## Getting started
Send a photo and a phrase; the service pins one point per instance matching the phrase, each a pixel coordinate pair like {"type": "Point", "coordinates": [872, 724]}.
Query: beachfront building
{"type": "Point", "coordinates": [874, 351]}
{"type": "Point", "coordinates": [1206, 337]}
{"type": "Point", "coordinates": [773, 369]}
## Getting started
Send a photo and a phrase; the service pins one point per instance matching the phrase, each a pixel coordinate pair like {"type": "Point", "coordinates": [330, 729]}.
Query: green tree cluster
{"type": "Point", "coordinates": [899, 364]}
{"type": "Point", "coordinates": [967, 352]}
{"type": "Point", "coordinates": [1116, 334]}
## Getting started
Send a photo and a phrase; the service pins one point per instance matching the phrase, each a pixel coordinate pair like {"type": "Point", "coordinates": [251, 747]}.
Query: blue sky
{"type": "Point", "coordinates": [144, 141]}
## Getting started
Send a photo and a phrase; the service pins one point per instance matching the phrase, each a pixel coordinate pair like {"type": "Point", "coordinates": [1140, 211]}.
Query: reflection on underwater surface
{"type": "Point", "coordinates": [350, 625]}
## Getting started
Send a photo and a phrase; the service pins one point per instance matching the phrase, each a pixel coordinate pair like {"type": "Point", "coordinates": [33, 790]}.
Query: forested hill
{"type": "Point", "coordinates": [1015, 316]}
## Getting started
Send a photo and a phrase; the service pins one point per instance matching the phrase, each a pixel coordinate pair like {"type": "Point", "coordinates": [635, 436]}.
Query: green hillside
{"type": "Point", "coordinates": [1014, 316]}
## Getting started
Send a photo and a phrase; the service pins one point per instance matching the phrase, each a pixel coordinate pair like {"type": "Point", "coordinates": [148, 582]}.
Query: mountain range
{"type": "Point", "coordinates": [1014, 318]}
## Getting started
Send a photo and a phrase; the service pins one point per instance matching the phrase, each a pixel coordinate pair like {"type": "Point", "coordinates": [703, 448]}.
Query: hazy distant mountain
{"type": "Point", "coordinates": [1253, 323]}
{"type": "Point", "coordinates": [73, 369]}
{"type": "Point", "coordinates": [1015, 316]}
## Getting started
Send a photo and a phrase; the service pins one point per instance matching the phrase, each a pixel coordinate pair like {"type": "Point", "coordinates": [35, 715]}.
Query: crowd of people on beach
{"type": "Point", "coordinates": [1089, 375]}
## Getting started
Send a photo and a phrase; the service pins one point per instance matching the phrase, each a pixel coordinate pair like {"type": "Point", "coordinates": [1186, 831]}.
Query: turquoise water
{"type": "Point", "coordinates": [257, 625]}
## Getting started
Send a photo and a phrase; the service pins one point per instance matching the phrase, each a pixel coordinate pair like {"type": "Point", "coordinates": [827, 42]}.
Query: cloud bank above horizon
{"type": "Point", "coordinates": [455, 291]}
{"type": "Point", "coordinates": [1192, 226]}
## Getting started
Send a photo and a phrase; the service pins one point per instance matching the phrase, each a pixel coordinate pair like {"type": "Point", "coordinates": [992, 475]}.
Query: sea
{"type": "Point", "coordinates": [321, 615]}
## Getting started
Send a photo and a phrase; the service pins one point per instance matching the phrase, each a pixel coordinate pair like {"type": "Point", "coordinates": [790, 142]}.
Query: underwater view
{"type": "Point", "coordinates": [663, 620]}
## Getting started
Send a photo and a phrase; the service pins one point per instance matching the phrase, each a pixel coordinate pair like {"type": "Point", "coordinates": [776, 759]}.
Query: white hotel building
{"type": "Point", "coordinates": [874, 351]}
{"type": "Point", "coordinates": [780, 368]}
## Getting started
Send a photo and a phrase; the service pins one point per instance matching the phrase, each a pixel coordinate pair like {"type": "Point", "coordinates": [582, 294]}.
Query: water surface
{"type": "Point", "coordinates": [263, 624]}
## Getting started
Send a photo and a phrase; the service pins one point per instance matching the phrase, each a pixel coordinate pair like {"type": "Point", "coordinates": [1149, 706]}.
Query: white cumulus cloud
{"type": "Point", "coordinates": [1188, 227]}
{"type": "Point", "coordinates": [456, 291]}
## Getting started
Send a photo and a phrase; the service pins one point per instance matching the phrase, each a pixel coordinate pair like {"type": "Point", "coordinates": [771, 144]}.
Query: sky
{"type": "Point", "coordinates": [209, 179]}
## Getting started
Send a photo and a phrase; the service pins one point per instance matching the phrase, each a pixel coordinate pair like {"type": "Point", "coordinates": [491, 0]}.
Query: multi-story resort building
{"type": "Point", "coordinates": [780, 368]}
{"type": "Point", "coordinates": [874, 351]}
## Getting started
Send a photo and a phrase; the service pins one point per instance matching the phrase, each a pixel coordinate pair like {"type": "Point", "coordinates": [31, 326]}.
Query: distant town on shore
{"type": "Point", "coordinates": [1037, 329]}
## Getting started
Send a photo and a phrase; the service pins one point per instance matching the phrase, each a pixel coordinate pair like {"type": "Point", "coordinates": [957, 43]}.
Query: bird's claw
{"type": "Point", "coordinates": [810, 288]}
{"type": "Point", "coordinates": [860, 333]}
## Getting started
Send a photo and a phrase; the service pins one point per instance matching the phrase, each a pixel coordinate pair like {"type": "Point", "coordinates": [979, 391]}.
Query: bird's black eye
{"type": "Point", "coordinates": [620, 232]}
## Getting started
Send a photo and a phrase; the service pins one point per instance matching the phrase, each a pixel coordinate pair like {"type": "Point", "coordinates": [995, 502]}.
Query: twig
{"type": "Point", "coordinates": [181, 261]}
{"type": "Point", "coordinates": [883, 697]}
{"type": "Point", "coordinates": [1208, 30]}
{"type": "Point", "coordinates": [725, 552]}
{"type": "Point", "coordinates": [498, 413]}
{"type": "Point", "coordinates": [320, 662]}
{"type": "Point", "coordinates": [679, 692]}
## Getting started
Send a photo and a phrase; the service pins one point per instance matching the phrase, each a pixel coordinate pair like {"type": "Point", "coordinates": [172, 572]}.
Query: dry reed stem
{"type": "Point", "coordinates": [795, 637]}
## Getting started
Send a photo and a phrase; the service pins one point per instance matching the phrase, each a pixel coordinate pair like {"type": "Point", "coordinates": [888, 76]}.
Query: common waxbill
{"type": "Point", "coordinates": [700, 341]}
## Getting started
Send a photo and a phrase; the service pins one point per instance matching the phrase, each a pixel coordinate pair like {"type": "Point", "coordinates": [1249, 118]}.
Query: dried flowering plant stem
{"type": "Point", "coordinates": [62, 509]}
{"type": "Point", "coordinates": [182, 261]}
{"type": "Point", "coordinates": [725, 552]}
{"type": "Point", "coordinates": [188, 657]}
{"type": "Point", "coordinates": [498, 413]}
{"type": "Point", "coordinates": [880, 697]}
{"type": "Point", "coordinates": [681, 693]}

◆ ◆ ◆ ◆ ◆ ◆ ◆

◆ EXERCISE REQUIREMENTS
Gather every line in the items above that contains the word "stem" and copy each one. Matches must have the same capitalization.

◆ EXPECTED ANSWER
Query: dry reed stem
Query: dried flowering plant stem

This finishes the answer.